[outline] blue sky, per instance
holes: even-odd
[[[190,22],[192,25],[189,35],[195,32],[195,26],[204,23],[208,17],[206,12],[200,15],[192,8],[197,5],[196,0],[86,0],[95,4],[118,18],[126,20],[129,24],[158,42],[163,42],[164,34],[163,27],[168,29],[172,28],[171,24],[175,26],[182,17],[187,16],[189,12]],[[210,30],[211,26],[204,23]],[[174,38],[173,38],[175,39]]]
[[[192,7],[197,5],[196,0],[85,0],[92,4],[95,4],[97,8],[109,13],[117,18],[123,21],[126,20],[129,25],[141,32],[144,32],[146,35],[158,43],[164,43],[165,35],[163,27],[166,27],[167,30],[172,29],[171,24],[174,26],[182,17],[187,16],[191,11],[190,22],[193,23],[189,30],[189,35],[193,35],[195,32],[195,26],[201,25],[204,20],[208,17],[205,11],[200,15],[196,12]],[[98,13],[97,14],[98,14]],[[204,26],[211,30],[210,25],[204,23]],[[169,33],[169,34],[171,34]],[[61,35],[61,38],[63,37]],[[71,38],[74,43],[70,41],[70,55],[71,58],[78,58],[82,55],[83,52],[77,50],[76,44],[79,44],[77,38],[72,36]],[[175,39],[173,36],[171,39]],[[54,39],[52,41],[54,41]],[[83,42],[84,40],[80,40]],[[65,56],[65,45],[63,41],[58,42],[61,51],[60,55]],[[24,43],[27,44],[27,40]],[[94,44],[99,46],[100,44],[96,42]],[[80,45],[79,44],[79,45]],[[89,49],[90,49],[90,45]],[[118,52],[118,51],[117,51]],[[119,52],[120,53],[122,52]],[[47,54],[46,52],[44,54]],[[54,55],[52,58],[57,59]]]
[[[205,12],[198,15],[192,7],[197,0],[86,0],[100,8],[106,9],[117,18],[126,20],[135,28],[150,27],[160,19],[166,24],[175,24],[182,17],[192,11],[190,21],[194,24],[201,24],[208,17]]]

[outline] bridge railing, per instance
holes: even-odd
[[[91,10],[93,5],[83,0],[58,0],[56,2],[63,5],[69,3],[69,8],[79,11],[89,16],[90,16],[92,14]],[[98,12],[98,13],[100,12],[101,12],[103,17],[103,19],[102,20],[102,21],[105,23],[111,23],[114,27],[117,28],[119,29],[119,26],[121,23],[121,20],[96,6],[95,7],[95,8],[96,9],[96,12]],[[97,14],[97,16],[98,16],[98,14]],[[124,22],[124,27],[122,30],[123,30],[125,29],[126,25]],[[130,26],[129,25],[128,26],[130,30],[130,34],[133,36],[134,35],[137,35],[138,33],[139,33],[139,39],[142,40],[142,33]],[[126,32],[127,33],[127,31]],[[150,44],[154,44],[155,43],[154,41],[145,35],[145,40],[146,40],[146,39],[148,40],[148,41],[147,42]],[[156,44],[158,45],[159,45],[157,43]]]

◇ ◇ ◇ ◇ ◇ ◇ ◇

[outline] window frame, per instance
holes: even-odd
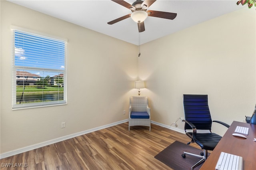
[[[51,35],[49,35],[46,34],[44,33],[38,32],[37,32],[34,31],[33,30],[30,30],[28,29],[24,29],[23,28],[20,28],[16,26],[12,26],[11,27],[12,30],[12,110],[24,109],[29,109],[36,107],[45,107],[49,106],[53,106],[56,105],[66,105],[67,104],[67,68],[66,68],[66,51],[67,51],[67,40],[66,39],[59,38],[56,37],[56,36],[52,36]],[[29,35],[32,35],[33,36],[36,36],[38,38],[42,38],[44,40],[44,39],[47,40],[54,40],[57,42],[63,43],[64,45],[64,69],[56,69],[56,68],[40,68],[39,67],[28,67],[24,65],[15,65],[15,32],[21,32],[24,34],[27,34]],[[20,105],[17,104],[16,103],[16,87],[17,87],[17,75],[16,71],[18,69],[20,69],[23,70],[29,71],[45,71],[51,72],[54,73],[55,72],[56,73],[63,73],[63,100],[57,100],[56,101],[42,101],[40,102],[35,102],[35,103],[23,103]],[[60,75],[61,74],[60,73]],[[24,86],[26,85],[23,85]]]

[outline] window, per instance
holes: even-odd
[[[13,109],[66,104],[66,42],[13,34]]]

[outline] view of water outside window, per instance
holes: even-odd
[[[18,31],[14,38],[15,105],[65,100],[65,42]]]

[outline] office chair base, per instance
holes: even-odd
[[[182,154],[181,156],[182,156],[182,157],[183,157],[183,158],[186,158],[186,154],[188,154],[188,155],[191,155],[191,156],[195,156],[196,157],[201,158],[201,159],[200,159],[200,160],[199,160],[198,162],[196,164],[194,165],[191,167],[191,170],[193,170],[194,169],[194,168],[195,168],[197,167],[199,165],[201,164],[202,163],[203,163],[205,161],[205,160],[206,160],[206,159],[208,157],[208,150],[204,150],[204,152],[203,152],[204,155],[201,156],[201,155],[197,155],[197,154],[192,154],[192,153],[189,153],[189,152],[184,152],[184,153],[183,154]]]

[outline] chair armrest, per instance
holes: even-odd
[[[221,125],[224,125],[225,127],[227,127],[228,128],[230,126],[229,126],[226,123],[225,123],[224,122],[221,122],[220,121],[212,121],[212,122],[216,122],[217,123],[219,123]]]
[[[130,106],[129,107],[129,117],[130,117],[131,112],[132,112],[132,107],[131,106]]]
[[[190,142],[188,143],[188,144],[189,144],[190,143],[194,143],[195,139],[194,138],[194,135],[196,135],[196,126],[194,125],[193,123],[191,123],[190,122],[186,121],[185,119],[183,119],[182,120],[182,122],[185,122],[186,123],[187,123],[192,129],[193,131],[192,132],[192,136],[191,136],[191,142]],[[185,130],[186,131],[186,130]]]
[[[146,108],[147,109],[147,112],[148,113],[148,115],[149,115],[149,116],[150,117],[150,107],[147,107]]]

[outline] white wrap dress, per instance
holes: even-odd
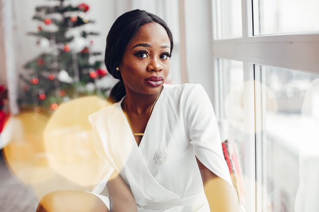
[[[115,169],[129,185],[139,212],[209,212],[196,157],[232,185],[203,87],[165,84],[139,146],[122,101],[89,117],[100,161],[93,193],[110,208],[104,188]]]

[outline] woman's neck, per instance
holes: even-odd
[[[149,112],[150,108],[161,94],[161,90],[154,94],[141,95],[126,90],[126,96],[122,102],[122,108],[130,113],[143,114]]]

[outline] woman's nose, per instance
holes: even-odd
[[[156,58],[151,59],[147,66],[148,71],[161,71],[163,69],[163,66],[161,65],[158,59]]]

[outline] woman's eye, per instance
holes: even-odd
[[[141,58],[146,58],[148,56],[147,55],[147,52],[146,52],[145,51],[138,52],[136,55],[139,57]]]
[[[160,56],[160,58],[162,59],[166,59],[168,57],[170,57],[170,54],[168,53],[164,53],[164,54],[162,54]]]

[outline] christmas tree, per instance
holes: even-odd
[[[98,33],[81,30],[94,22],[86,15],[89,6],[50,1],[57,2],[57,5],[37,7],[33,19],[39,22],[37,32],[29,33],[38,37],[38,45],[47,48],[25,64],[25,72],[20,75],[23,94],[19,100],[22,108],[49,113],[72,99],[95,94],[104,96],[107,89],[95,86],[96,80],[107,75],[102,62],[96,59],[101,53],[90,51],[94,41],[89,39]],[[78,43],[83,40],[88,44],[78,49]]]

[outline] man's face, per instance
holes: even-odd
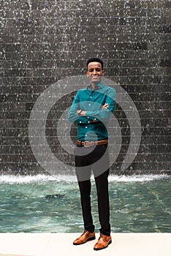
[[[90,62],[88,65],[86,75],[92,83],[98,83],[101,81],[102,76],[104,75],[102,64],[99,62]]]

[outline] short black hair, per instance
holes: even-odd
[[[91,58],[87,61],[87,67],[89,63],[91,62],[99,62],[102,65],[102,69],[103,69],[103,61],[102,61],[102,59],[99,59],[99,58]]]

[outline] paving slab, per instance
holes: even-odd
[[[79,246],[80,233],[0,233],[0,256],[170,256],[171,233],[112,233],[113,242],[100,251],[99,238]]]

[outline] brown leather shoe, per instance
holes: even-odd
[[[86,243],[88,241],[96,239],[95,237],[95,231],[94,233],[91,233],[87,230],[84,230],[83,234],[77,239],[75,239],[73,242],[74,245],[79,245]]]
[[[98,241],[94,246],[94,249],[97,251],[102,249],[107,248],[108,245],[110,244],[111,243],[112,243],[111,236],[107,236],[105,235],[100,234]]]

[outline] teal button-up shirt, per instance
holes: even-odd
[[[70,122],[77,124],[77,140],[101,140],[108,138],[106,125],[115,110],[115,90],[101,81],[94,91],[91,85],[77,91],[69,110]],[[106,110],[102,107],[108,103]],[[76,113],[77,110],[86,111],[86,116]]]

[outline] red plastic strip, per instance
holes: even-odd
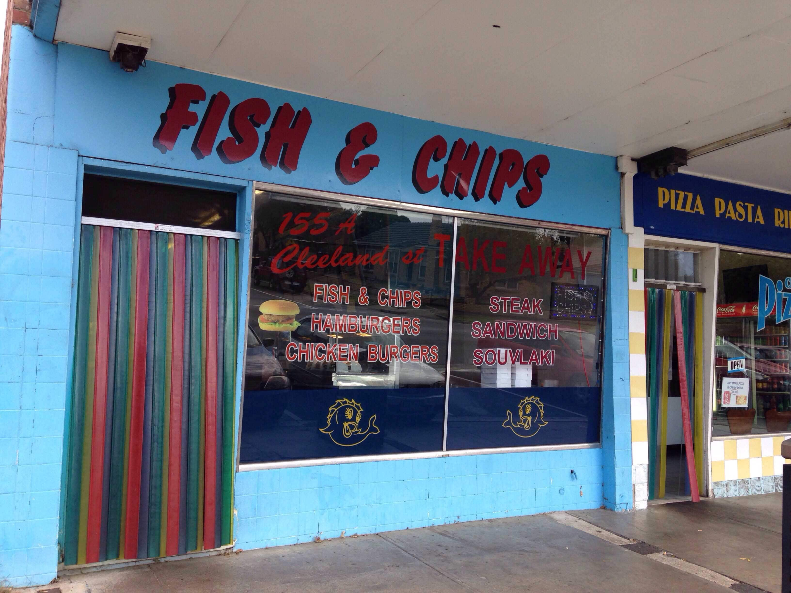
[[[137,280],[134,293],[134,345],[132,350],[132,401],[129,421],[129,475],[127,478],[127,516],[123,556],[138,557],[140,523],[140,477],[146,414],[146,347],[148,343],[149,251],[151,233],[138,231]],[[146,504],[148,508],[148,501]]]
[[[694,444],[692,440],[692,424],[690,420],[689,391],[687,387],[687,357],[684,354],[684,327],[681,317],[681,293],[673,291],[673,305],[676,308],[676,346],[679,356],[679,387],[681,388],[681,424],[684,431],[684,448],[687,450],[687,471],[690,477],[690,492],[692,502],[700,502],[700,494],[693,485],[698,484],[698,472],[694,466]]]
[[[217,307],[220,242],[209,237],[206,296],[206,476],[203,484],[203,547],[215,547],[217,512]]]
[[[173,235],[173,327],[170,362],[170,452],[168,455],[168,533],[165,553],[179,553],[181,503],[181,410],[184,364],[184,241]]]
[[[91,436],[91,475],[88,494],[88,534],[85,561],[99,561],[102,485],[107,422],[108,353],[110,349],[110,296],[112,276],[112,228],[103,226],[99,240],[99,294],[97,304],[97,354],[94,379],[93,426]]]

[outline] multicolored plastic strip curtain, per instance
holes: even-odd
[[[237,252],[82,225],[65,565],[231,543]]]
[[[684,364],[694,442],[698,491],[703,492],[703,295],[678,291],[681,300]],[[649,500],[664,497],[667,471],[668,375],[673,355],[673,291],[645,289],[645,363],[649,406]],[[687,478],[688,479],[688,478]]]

◇ ◇ ◇ ◇ ◇ ◇ ◇

**Work to do**
From the listing above, extract every line that contains the string "chair". Treat uppercase and lowercase letters as distinct when matching.

**Answer for this exercise**
[outline] office chair base, per instance
[outline] chair armrest, per instance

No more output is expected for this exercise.